EXTRACTED RECORDS>
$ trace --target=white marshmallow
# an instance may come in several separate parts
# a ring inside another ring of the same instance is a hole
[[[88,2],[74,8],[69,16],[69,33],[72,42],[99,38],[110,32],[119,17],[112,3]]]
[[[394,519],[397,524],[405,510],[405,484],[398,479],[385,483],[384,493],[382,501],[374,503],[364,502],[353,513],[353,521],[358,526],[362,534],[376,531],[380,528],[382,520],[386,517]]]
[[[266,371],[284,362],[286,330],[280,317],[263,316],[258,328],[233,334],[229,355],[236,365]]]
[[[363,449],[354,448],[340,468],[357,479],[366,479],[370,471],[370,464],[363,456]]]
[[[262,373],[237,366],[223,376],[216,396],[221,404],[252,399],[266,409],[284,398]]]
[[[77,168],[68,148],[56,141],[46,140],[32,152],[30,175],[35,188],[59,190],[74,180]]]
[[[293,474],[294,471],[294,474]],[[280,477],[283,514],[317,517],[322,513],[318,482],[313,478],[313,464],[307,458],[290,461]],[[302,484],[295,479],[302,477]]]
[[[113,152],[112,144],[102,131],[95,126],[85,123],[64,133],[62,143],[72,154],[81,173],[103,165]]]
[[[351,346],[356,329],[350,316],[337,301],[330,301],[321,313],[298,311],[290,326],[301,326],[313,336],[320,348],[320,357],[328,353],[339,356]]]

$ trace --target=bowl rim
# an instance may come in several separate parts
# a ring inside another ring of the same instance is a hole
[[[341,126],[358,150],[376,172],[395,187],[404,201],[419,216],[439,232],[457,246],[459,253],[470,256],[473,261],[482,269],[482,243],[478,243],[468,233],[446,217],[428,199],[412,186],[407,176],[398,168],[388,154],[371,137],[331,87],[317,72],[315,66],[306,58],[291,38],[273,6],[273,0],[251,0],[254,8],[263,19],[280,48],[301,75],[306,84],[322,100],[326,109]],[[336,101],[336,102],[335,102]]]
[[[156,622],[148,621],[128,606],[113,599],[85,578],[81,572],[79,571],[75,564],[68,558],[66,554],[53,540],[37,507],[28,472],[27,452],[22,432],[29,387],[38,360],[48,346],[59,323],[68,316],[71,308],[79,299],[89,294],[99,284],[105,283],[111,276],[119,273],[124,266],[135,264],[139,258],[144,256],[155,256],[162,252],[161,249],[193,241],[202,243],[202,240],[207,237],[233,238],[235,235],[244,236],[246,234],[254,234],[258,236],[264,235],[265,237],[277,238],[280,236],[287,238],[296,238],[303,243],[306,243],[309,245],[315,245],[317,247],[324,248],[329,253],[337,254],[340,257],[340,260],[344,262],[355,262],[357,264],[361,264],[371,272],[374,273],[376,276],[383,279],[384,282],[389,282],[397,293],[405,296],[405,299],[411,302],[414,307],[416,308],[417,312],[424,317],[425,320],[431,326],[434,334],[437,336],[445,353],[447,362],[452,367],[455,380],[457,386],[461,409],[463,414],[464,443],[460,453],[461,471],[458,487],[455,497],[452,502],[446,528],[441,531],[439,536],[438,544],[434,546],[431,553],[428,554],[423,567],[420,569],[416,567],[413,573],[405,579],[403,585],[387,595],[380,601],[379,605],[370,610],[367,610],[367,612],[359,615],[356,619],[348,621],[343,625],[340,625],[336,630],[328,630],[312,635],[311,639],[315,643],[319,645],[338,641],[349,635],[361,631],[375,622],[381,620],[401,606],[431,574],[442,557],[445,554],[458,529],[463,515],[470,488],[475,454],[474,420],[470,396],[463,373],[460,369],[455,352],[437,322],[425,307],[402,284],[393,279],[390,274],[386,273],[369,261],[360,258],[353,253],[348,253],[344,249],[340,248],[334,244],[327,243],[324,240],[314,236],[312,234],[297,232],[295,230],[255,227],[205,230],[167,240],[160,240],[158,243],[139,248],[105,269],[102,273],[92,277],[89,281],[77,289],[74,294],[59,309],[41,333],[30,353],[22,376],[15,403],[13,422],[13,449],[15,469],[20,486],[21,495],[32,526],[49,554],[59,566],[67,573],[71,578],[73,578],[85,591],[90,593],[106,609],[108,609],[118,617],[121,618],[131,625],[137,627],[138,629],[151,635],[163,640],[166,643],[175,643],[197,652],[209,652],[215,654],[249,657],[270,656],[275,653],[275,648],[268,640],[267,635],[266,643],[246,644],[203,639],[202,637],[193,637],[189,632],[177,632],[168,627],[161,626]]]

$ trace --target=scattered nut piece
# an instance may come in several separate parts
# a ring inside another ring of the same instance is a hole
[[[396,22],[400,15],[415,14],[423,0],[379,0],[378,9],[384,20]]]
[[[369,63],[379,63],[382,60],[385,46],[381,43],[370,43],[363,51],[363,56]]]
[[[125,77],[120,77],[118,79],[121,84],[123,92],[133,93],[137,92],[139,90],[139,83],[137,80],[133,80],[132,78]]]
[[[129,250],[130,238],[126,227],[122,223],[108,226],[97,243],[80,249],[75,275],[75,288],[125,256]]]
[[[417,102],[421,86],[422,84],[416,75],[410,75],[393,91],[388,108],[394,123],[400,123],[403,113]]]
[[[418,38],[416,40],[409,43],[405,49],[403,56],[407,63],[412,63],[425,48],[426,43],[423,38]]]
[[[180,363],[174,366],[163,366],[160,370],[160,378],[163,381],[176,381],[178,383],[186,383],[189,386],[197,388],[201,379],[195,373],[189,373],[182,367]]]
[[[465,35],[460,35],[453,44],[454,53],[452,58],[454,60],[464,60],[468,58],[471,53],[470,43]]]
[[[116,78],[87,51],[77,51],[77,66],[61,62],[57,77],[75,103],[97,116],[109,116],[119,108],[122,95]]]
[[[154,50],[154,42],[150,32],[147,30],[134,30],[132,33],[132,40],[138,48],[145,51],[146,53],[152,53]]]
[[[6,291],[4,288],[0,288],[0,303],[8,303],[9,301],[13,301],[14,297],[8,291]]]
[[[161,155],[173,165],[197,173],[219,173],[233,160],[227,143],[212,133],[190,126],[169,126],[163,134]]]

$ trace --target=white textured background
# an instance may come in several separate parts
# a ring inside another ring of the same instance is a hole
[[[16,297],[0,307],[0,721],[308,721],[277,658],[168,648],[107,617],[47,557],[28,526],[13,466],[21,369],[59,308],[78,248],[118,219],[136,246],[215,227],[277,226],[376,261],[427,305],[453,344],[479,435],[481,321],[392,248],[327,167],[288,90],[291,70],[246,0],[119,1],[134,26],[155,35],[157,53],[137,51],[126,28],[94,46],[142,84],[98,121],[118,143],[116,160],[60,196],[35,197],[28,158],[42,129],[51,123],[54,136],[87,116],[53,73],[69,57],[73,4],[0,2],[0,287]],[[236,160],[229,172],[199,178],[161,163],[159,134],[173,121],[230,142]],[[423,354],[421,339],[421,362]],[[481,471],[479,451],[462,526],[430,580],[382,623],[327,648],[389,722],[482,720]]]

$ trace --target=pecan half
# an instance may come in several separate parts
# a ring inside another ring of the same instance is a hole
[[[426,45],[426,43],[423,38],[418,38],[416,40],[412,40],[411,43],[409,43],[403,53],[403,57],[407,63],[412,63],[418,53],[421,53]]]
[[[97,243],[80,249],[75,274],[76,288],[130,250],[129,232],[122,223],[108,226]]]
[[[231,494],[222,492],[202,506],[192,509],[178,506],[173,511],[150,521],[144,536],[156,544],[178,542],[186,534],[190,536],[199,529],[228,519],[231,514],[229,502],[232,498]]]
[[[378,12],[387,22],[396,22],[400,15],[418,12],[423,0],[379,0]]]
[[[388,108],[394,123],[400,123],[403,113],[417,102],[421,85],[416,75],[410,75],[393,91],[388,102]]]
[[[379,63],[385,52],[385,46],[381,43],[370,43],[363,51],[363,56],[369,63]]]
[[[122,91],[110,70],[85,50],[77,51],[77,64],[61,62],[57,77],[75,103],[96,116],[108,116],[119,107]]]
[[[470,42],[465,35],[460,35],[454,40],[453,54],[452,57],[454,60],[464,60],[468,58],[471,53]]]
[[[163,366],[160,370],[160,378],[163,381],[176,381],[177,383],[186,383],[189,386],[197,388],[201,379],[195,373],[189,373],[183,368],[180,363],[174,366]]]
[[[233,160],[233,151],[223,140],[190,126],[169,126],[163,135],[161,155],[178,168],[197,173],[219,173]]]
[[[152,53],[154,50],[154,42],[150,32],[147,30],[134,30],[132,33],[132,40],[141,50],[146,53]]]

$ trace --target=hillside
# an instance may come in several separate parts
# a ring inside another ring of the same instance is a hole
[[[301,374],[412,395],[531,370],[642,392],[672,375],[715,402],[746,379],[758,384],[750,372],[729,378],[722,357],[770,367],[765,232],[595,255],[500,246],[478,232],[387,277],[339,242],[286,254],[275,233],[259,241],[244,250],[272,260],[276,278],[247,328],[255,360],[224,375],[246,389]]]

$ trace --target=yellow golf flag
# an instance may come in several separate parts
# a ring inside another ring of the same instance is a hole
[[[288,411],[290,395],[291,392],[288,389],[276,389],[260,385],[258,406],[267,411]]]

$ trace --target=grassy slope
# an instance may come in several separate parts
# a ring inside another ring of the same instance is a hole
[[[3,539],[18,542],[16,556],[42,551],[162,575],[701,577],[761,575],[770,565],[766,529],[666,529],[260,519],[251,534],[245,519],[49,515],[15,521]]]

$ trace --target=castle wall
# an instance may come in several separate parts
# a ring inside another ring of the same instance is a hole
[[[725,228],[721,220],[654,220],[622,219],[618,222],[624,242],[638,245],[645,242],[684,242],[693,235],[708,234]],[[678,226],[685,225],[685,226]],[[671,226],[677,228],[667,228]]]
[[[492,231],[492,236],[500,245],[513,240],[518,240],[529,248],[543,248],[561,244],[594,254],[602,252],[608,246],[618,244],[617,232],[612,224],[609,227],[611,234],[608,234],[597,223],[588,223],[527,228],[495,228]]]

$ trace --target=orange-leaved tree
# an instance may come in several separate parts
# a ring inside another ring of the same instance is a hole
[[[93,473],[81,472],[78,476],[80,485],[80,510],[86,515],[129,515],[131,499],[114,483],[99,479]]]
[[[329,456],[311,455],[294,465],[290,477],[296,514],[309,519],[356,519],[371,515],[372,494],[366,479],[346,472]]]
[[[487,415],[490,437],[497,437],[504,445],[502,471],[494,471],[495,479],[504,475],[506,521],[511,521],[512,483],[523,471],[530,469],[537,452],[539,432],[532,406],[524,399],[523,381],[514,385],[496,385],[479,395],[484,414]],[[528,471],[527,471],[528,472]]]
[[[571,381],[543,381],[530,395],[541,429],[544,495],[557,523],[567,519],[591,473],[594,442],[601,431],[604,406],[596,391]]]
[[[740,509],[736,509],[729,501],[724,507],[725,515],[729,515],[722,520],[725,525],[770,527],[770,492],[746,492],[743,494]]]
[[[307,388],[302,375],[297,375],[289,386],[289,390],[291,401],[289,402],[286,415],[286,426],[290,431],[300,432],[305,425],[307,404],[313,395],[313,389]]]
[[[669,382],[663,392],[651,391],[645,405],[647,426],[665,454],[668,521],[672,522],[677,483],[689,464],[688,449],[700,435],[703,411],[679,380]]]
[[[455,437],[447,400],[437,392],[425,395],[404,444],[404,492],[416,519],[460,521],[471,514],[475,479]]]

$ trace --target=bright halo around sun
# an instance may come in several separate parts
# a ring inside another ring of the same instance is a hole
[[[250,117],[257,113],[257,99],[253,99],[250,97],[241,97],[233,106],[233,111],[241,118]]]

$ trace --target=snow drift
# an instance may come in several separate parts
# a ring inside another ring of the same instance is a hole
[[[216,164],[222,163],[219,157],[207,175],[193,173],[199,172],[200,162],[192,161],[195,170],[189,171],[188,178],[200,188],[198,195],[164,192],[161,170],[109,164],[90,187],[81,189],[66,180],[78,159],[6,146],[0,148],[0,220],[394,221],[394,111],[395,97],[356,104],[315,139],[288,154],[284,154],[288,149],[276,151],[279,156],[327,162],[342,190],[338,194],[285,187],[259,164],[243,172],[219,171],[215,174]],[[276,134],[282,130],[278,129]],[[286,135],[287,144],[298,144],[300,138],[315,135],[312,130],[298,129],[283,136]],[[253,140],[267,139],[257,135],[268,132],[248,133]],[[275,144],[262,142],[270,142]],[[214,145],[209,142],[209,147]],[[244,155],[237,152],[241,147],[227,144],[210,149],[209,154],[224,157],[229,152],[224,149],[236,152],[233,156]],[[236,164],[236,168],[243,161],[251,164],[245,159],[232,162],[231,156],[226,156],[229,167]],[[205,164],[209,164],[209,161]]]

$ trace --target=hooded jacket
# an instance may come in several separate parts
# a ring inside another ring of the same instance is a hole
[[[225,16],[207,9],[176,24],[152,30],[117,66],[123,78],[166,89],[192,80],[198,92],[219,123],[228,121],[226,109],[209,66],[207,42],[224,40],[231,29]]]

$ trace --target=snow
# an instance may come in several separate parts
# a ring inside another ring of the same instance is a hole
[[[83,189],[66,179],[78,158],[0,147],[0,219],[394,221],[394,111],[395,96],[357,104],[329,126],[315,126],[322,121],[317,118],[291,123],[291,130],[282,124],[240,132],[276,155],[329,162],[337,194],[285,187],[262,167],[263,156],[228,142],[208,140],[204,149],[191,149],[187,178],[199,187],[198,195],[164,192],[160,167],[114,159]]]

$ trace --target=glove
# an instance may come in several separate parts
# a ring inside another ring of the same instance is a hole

TASK OBJECTIVE> Copy out everything from the line containing "trace --target=hooded jacket" down to the last line of the entries, with every character unchanged.

SOLUTION TO THE EXERCISE>
$ trace --target=hooded jacket
# an instance may come in several separate parts
# a ring inside another ring of the same instance is a hole
[[[225,16],[207,9],[176,24],[152,30],[117,66],[123,78],[166,89],[192,80],[198,92],[219,123],[228,121],[226,109],[209,66],[207,42],[224,40],[231,29]]]

$ trace --target=snow
# an instance may come in several separate parts
# a ring inside another ring of the same instance is a hole
[[[83,189],[66,179],[78,158],[0,147],[0,219],[394,221],[394,111],[395,96],[357,104],[329,126],[315,126],[322,121],[317,118],[291,123],[291,130],[282,124],[240,132],[276,155],[329,162],[337,194],[285,187],[262,167],[263,156],[228,142],[208,140],[204,149],[191,149],[187,178],[199,187],[198,195],[164,192],[160,167],[114,159]]]

$ trace --target=glove
# an instance may come in several separate parts
# a ring inside another ring of the same instance is a hole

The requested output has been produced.